- **USANDO AS INFORMAÇÕES**:
1. Responda, com base no trecho sobre o Novo Ensino Médio:
(a) O que ficou evidenciado na tramitação da proposta do ministro Camilo Santana para o Novo Ensino Médio?
(b) Quem propugnou a revogação do Novo Ensino Médio e da Base Nacional Curricular Comum?
(c) Em que ano todas as escolas de ensino médio começaram a implementar o Novo EM?
2. Por favor, continue o trecho sobre o Novo Ensino Médio a partir da última frase apresentada.

- **TEXTO SELECIONADO**:
O ministro Camilo Santana pode amargar uma nova derrota no Legislativo, similar à que sofreu na tramitação de sua proposta para o Novo Ensino Médio, quando ficou evidenciada sua dificuldade na interlocução com o Congresso Nacional.
Em um parlamento onde o conservadorismo é majoritário, também é provocação propugnar, como fez a Conae, a revogação do Novo Ensino Médio e da Base Nacional Curricular Comum, elementos estratégicos para as necessárias reformas educacionais estruturantes.
A educação já sofreu muito por conta do revanchismo e com a descontinuidade de políticas públicas dos governos de plantão. E o motivo da base corporativa ligada ao PT e ao PSOL propor a revogação da BNCC e do Novo EM é o seu “pecado de origem”: foram medidas editadas no governo de Michel Temer; ainda que se saiba que elas estavam em discussão desde 2011 sob a liderança do PT e que todos os estados e municípios estão implementando a BNCC, assim como todas as escolas de ensino médio começaram a implementar o Novo EM em 2022.

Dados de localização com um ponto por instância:
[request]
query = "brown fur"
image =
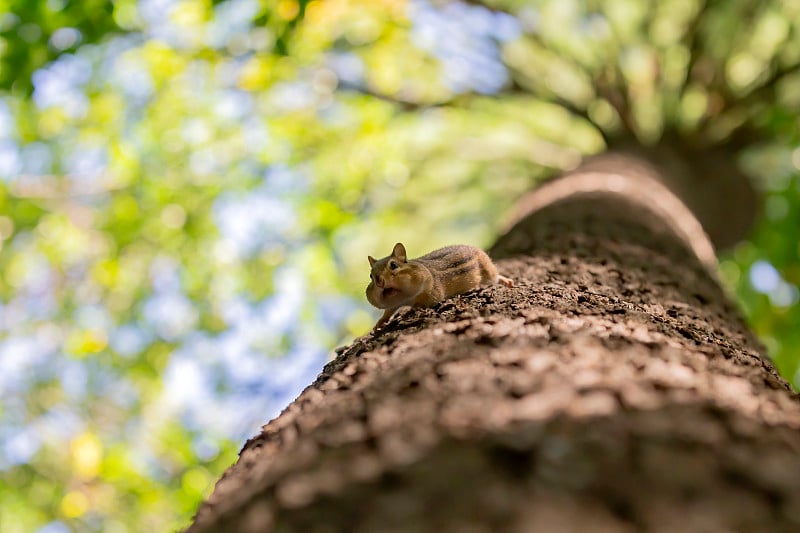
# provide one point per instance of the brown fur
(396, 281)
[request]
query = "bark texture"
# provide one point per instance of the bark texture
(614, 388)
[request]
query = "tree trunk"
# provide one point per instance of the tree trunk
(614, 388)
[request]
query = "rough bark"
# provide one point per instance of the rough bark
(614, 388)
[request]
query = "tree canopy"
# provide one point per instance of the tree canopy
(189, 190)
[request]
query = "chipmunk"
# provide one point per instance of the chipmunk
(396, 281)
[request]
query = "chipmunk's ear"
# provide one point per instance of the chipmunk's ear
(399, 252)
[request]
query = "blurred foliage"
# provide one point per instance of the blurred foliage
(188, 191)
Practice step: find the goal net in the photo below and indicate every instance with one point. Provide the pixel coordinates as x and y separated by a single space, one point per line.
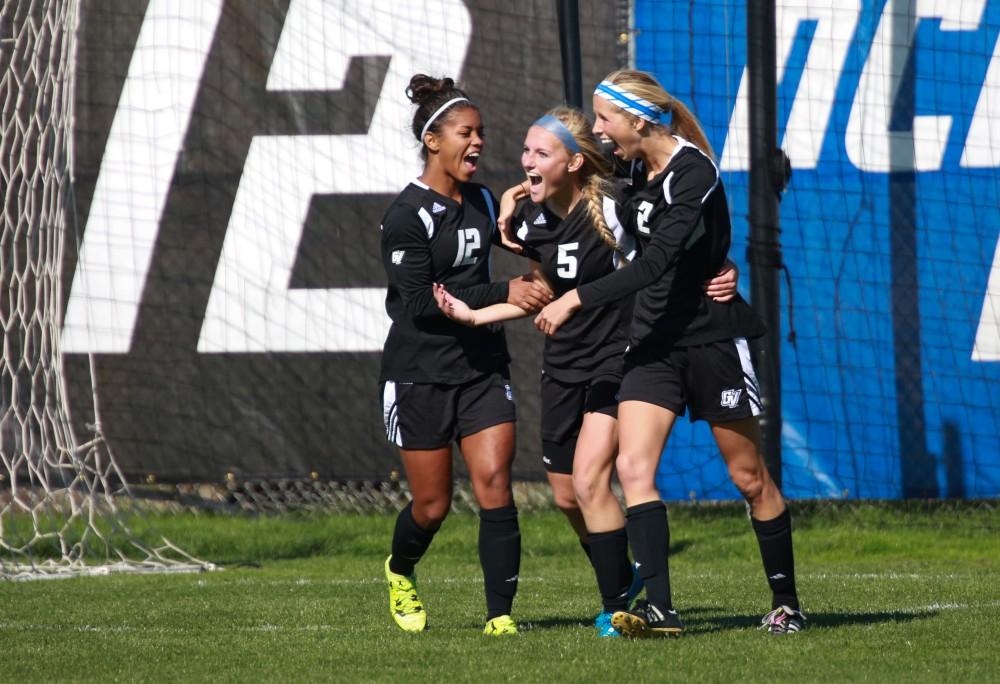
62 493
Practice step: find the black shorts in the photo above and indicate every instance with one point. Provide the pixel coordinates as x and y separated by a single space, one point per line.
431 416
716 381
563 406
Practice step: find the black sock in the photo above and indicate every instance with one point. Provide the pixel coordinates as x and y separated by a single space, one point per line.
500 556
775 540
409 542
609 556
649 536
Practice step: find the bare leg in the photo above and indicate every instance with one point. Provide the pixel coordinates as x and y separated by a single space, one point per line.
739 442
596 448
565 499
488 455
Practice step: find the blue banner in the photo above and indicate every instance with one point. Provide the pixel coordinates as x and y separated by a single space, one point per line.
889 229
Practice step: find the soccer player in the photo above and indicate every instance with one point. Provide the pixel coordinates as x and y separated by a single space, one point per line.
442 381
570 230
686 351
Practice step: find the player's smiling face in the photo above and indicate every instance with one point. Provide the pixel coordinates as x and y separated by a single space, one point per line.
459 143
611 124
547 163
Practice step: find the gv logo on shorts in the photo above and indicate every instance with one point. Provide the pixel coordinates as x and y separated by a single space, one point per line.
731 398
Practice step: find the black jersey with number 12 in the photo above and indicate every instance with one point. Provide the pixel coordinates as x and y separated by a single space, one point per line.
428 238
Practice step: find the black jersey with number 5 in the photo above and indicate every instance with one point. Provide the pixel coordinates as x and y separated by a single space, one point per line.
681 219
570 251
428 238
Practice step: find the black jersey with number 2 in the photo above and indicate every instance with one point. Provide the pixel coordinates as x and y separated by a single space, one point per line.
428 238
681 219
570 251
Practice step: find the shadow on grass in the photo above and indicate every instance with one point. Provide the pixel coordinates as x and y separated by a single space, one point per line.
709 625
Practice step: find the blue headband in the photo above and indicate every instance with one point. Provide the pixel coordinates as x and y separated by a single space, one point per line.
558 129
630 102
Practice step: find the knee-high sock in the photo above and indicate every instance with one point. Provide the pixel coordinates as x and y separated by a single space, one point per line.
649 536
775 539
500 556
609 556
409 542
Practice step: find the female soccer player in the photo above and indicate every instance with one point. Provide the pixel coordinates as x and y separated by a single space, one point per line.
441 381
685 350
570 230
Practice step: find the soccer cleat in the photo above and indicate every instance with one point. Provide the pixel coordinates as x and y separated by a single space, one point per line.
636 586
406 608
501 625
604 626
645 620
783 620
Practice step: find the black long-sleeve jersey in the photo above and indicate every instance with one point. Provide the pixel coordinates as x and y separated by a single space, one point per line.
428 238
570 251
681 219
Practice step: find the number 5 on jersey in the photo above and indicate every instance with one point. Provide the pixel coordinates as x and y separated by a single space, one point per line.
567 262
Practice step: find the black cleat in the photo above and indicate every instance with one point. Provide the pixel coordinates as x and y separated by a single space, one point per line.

- **RESULTADOS DO EXERCÍCIO**:
1.
(a) A dificuldade do ministro na interlocução com o Congresso Nacional.
(b) A Conae.
(c) Em 2022.

2.
Além do assembleísmo, que levou o MEC à paralisia na tramitação de seu projeto para o Novo Ensino Médio, agora querem o fim dos dois últimos grandes avanços na Educação por uma questão meramente ideológica.
Para além da necessária descontaminação ideológica do debate sobre o novo Plano Nacional da Educação, impõe-se uma avaliação técnica sobre a execução do PNE aprovado em 2014, para saber se suas metas foram alcançadas. Ainda que o censo escolar de 2023 apresente evoluções positivas em alguns indicadores, como o crescimento do atendimento das crianças de 3 a 4 anos nas pré-escolas e expansão do ensino profissionalizante, os dados indicam que muitas das metas não foram cumpridas e tiveram baixa execução.
Em relação ao último indicador se impõe uma ressalva. A expansão do ensino profissionalizante ainda está longe do ideal e continua sendo realizada de forma desarticulada com o ensino neste ciclo. O ensino médio continua descolado das necessidades dos alunos. Essa realidade contribui para a evasão escolar e para a formação de um imenso contingente de jovens que nem estudam nem trabalham.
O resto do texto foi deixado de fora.